GARY FEINERMAN, District Judge.
Safari Childcare Inc., which operates daycare facilities in the Chicago area, and James Ourth, Safari's owner, bring this suit under 42 U.S.C. § 1983 against nearly two dozen employees of the Illinois Department of Children and Family Services ("DCFS"). Doc. 1. The suit was reassigned to the undersigned judge's calendar in May 2018. Doc. 30. Defendants move under Civil Rules 12(b)(1) and 12(b)(6) to dismiss the claims against them. Docs. 20, 42. The motion is granted, though Plaintiffs will be allowed to replead.

#### [Given information]
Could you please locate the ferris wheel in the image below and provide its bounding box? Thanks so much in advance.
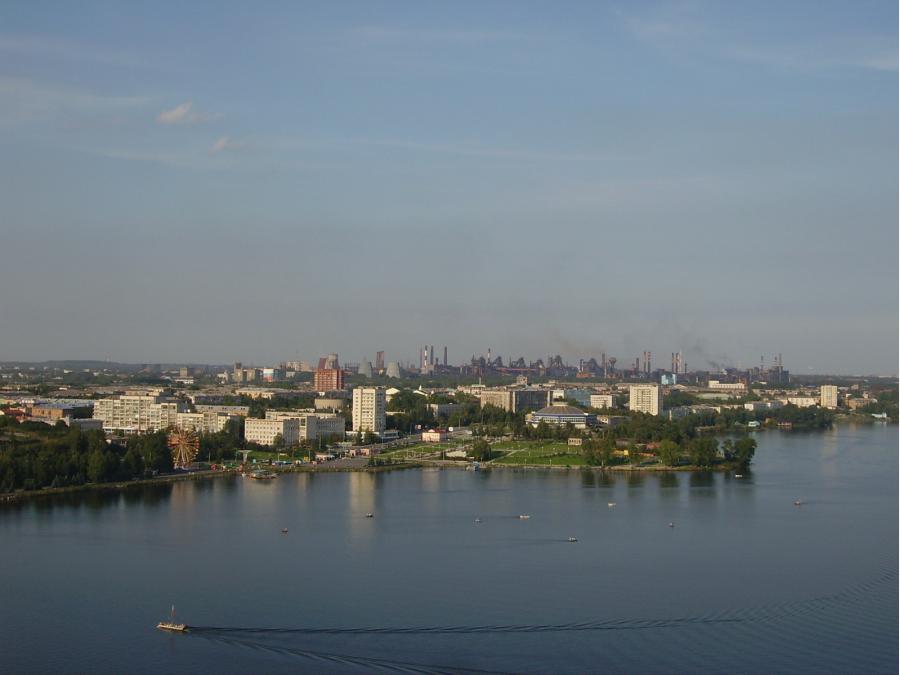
[166,429,200,469]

#### [Stated task 1]
In the opinion, under which Civil Rules do the defendants move to dismiss the claims against them?
#### [Stated task 2]
Reproduce the passage of the opinion from "GARY FEINERMAN, District" to "allowed to replead.".

#### [Expected answer 1]
Civil Rules 12(b)(1) and 12(b)(6).

#### [Expected answer 2]
GARY FEINERMAN, District Judge.
Safari Childcare Inc., which operates daycare facilities in the Chicago area, and James Ourth, Safari's owner, bring this suit under 42 U.S.C. § 1983 against nearly two dozen employees of the Illinois Department of Children and Family Services ("DCFS"). Doc. 1. The suit was reassigned to the undersigned judge's calendar in May 2018. Doc. 30. Defendants move under Civil Rules 12(b)(1) and 12(b)(6) to dismiss the claims against them. Docs. 20, 42. The motion is granted, though Plaintiffs will be allowed to replead.